→ **How to complete this task**
Down to the final line, return the records unchanged.

→ **Given data**
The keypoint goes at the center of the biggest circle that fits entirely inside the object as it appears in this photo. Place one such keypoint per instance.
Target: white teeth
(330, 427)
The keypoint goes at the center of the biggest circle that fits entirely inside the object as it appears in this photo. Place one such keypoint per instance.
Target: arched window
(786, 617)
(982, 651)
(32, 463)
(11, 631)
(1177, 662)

→ **Response for this exercise**
The keypoint goes at the center of the biggest circle that fits entirely inside the object as it appears in this photo. Place one such keypoint per instance.
Target: white teeth
(330, 427)
The keypoint goes at the center of the biggest circle that fits entirely inside the object as it appears in this photo. Place one such keypoint per instance.
Target: arched window
(786, 617)
(982, 651)
(32, 463)
(11, 631)
(1177, 662)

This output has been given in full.